> **Given exercise 1**
Gather every line in the records that contains the word "wall" and copy each one.

> **Source excerpt**
>> Start
Now that jammers are cheap and potentially ubiquitous, how do Tomahawk missiles stay on course?

On Saturday the U.S. and its allies fired more than 110 Tomahawk cruise missiles at targets in Libya. Tomahawks are equipped with GPS satellite navigation systems, but GPS signals, transmitted at low power from distant satellites, are uniquely susceptible to jamming.

It turns out that everyone from North Korea to truck drivers does it all the time, and militaries around the world are likely to have the capability:

A 1-kilowatt jammer can block a military GPS receiver from as far away as 80 kilometers (50 miles). A Russian company recently marketed a 4-[kilo]watt jammer that can deny a standard GPS signal within up to 200 kilometers (125 miles)

Fortunately, cruise missiles have been around even longer than GPS satellite navigation, so they have a second system to allow them to be as accurate as possible: Terrain Contour Matching.

Terrain Contour Matching, or TERCOM “uses a pre-recorded contour map of the terrain that is compared to measurements made during flight by an on-board radar altimeter.” In other words, elaborate, Google Earth-style satellite maps of the terrain of interest can be compared to data gathered by an onboard radar system that is constantly bouncing signals off the ground below in order to measure changes in elevation.
>> End
> **Extracted material**
>> Start
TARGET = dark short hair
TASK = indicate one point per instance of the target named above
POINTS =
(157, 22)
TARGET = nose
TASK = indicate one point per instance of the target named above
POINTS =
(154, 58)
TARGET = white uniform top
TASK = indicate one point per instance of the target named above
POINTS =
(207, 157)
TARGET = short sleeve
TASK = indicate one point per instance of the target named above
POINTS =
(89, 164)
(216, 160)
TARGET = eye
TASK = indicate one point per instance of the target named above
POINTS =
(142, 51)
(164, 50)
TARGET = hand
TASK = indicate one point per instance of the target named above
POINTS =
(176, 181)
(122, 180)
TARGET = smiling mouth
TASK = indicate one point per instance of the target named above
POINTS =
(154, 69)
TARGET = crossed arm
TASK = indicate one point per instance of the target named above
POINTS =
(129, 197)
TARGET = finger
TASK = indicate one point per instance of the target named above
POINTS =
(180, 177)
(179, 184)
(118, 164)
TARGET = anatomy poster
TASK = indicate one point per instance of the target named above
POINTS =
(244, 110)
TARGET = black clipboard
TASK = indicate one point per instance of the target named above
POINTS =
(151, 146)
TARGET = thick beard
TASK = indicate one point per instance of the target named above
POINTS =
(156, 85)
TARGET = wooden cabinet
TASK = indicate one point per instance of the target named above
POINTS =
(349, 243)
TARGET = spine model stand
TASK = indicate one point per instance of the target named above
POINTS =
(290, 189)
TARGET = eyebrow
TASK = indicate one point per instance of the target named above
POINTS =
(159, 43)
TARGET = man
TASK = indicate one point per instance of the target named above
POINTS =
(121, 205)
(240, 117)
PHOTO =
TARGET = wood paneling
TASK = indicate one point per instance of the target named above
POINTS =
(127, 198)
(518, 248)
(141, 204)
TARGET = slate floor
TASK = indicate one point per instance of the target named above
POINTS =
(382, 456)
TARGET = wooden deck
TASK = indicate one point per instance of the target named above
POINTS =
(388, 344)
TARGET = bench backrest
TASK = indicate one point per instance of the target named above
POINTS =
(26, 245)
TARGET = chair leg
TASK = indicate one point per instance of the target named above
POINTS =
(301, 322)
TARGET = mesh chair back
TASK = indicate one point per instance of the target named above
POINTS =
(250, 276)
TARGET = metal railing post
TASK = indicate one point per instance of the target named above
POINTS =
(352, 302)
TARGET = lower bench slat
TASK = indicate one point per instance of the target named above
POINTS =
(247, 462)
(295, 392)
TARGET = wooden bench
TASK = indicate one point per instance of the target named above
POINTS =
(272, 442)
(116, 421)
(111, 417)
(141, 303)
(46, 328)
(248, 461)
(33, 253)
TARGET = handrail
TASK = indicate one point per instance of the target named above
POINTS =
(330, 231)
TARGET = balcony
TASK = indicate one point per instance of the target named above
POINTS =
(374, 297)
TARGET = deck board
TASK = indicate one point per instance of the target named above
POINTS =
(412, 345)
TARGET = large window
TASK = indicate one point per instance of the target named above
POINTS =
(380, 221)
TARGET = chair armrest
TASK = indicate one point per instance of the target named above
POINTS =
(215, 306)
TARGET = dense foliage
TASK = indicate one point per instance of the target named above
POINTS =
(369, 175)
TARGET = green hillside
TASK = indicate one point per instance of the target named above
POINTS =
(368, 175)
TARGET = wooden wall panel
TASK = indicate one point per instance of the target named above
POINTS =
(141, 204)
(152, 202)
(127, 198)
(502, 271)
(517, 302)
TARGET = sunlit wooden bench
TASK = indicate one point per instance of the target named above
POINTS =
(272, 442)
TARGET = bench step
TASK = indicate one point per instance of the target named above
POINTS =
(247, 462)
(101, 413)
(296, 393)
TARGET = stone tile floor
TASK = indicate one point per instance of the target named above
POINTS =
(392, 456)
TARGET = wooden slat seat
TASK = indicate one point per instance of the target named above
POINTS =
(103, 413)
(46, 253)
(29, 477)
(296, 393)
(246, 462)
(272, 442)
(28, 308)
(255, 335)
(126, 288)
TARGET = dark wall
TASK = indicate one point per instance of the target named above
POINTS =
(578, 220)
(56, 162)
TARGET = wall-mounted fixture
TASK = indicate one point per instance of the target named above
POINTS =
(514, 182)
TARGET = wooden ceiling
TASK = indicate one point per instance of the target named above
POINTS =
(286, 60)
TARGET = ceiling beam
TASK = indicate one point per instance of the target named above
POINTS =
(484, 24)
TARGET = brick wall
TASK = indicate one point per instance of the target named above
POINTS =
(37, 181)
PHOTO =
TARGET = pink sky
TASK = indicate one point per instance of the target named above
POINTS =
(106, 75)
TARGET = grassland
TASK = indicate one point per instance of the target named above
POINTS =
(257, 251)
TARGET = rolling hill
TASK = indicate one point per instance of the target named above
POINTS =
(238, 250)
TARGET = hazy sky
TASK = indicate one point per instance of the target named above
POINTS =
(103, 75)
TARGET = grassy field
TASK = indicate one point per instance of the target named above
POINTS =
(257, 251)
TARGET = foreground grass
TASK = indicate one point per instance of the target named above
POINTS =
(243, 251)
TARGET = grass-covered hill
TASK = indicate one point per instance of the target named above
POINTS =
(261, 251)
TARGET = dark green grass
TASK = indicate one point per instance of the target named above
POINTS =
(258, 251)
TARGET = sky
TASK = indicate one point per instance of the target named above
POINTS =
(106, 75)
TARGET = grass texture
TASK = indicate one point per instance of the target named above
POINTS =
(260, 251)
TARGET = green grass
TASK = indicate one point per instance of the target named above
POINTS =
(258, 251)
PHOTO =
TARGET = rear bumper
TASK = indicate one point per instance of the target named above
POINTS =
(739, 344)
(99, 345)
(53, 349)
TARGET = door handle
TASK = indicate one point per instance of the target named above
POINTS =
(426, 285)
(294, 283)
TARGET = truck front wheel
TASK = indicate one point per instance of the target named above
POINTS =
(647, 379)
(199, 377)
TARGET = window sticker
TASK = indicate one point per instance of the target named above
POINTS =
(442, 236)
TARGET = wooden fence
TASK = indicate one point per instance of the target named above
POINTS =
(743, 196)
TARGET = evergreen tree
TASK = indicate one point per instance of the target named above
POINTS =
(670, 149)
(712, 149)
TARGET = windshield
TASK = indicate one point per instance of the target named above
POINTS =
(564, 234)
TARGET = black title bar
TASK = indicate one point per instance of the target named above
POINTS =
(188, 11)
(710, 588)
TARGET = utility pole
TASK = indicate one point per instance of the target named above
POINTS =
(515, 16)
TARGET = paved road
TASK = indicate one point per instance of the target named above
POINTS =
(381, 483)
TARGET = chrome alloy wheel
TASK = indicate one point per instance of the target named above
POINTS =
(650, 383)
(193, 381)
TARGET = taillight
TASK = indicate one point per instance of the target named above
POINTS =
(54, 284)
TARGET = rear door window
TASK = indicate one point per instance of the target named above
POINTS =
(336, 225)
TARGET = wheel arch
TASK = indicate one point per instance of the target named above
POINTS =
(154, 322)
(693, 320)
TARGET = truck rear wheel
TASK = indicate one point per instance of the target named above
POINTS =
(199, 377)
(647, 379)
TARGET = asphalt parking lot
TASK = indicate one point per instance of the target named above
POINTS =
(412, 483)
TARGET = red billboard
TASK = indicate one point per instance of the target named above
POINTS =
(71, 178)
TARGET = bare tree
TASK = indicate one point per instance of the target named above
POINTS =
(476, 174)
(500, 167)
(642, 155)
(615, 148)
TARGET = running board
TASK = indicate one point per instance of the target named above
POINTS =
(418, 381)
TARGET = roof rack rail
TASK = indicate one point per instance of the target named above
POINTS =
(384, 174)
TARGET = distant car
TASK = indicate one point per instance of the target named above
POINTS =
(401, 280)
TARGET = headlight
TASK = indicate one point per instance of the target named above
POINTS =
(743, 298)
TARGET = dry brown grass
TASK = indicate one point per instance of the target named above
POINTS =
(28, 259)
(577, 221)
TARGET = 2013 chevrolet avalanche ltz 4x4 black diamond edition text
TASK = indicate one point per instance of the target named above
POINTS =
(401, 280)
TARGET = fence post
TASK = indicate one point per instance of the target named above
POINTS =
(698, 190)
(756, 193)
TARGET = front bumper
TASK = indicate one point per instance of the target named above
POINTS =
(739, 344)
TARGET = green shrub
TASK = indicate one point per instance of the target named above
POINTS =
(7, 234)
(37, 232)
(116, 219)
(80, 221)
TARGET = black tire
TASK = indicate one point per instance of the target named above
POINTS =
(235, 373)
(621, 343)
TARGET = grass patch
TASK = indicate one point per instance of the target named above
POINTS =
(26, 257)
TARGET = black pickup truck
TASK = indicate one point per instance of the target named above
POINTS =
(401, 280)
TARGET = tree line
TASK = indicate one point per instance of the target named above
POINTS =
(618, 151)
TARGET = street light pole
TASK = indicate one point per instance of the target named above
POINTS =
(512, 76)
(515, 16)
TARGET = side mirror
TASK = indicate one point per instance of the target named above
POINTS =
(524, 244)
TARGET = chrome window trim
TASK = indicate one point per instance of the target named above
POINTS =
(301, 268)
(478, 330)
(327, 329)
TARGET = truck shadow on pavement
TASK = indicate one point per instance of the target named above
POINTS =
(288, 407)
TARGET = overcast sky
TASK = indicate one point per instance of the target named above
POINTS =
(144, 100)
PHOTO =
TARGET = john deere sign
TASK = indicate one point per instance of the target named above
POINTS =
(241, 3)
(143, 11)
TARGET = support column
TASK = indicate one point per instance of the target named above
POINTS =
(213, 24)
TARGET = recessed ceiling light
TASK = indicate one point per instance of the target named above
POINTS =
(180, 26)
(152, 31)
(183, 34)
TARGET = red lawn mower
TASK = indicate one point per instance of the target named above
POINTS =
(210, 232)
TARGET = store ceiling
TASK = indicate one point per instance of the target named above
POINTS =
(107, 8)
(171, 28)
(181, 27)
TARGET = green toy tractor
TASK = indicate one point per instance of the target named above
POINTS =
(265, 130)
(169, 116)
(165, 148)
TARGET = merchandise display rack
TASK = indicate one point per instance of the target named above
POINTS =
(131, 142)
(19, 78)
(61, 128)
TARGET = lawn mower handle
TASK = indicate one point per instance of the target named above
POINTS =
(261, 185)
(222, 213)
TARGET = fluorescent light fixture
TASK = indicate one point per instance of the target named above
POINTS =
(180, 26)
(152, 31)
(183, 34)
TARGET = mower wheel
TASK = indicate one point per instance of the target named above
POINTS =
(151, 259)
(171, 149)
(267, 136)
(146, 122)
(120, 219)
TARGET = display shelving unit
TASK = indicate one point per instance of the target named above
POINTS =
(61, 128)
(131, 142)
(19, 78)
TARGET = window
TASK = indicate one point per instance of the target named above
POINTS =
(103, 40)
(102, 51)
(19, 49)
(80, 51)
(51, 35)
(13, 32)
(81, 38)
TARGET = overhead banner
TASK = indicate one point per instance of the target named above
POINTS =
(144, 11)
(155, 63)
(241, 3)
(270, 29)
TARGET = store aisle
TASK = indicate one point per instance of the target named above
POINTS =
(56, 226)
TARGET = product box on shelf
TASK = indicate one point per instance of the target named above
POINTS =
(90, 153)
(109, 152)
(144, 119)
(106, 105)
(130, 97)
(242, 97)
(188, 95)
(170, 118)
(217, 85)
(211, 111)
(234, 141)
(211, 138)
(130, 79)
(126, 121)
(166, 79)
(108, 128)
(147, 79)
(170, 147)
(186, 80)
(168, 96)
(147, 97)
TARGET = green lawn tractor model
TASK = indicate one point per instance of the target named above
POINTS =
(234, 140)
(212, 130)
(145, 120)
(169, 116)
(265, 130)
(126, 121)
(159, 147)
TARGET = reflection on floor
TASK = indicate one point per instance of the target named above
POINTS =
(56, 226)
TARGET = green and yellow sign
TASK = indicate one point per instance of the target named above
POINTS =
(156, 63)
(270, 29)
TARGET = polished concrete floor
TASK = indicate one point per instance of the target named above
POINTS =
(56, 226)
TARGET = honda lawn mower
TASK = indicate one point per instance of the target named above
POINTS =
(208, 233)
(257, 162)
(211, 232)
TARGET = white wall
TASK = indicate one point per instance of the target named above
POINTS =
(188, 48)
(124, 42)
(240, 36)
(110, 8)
>> End
> **Given exercise 2**
Summarize the text on Tomahawk missile navigation in two sentences.

> **Complete output 1**
TARGET = wooden wall panel
TARGET = dark wall
TARGET = wall-mounted fixture
TARGET = brick wall
TARGET = white wall

> **Complete output 2**
Tomahawk cruise missiles carry GPS navigation, but GPS signals, sent at low power from distant satellites, are uniquely susceptible to jamming: a 1-kilowatt jammer can block a military GPS receiver from as far as 80 kilometers away. The missiles therefore also use Terrain Contour Matching, which compares a pre-recorded contour map of the terrain with elevation measurements taken in flight by an onboard radar altimeter.